- [What to produce]: Reproduce verbatim the stretch of the data below, from the line containing "Please put a marker on the decorative" through the end of the data. Output only those lines.

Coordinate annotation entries
## start
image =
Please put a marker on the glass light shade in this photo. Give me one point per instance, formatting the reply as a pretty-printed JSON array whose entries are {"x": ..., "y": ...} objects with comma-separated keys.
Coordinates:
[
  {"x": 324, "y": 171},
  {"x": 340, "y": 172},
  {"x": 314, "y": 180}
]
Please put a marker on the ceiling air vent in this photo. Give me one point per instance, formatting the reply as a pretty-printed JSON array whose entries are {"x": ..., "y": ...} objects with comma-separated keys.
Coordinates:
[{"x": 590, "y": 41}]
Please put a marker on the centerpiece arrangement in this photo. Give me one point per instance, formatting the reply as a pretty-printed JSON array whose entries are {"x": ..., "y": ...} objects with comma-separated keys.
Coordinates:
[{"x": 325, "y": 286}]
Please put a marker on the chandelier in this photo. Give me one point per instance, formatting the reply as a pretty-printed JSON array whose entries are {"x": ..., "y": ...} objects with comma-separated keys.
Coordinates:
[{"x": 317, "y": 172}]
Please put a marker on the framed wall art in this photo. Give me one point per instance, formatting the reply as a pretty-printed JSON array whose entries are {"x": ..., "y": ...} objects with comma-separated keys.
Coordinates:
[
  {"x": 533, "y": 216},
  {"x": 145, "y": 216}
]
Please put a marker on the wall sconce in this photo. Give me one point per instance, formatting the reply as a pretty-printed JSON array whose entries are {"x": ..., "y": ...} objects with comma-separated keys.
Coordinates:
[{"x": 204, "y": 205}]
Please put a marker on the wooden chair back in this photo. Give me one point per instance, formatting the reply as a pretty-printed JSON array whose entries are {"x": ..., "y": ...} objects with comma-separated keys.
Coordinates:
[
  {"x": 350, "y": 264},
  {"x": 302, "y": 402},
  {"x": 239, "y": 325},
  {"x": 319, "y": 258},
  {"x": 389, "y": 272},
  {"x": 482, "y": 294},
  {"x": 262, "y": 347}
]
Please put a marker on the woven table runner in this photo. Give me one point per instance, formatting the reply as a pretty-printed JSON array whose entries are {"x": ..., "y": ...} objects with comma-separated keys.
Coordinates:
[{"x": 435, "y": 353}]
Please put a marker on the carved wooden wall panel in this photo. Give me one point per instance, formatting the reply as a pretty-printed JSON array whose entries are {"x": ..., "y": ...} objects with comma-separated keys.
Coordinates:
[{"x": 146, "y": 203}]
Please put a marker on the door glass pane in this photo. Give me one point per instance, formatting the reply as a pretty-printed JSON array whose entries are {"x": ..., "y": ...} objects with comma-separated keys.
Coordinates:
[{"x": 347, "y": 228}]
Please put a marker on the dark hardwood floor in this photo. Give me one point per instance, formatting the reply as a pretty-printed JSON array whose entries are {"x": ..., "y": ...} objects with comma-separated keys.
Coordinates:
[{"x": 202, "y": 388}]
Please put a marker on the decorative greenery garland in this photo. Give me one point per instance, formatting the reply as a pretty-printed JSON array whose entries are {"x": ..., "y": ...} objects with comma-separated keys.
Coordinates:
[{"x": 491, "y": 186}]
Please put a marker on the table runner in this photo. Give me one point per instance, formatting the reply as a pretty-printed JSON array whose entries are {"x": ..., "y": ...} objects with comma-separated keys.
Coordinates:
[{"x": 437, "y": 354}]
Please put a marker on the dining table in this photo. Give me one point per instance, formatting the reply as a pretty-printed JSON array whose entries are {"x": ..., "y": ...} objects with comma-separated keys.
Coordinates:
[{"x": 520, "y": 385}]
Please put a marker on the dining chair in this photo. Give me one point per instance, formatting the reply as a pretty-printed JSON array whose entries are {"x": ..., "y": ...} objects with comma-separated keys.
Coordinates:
## end
- [Task solution]:
Please put a marker on the decorative greenery garland in this photo. Give me one point per instance, formatting the reply as a pretty-printed JSON array whose entries are {"x": ..., "y": ...} objects with comma-separated keys.
Coordinates:
[{"x": 491, "y": 186}]
Please put a marker on the table runner in this photo. Give me one point per instance, formatting the reply as a pretty-printed JSON array whose entries are {"x": ..., "y": ...} objects with comma-separated keys.
Coordinates:
[{"x": 437, "y": 354}]
Please put a marker on the dining table in this photo. Give me one point per instance, formatting the reply as a pretty-printed JSON array whose entries are {"x": ..., "y": ...} objects with comma-separated keys.
Coordinates:
[{"x": 520, "y": 385}]
Please put a marker on the dining chair in this photo. Give me one point per instance, formatting the reply as a pretty-printed JSON array whose entries are {"x": ..., "y": ...} objects with comma-separated keys.
Coordinates:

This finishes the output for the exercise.